AIM OF THE TASK:
Copy out, without any change, the lines running from the start of the data items through the line that contains "positive clicks: (566, 475)", including both ends.

Data items:
○ ○ ○ ○

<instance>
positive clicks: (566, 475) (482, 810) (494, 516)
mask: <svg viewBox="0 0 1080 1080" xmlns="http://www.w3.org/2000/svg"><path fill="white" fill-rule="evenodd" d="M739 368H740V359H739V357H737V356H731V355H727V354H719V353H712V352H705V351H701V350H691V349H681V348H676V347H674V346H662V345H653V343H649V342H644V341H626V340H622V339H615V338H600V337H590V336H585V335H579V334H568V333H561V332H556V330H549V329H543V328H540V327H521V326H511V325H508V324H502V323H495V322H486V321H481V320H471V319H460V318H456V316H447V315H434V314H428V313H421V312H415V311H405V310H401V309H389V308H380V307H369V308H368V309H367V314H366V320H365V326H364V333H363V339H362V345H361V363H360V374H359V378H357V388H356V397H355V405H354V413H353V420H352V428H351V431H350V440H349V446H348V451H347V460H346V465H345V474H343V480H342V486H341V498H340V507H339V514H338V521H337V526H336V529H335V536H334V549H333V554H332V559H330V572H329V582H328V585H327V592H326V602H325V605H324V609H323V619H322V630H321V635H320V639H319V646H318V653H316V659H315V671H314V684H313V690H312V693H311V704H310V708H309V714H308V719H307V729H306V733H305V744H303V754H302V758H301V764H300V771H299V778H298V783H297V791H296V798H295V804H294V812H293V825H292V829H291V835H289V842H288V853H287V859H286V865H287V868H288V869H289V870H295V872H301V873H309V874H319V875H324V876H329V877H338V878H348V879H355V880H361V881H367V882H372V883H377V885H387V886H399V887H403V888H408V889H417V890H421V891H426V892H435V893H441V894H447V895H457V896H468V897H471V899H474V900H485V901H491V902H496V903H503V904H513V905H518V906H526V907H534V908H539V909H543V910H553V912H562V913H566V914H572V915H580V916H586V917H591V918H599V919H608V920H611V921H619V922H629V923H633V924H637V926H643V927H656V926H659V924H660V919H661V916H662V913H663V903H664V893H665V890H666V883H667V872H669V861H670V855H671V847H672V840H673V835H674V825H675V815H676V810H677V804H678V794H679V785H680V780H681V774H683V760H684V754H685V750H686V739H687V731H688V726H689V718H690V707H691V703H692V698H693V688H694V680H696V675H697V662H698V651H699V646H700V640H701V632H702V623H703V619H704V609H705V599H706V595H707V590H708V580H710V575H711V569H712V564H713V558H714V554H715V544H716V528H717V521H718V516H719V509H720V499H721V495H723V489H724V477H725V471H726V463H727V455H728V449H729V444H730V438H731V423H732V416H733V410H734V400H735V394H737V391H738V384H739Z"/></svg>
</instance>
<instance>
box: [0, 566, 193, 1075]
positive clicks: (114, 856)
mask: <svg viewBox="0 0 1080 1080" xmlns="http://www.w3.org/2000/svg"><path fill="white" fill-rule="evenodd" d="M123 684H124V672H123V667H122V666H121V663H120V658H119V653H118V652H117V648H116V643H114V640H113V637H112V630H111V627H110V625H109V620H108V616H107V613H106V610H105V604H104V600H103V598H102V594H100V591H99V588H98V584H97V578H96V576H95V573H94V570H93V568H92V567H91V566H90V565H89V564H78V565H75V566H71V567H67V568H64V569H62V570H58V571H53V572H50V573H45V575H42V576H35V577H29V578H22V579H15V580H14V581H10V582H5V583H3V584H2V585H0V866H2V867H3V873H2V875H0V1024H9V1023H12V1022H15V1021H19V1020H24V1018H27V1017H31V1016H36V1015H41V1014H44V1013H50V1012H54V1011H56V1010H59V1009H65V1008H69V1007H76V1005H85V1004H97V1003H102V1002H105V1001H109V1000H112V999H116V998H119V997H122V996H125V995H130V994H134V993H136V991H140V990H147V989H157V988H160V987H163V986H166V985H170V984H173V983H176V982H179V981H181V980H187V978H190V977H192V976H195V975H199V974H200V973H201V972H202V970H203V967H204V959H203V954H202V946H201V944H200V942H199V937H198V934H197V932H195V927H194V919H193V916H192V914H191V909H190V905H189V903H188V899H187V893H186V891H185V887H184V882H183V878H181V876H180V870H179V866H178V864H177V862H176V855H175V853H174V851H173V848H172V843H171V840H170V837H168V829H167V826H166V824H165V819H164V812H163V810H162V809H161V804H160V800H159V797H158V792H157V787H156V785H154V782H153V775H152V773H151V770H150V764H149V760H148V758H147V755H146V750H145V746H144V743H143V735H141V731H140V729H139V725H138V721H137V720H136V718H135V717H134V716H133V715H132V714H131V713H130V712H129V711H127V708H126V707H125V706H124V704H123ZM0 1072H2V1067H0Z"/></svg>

○ ○ ○ ○

EXERCISE SOLUTION:
<instance>
positive clicks: (566, 475) (482, 810) (494, 516)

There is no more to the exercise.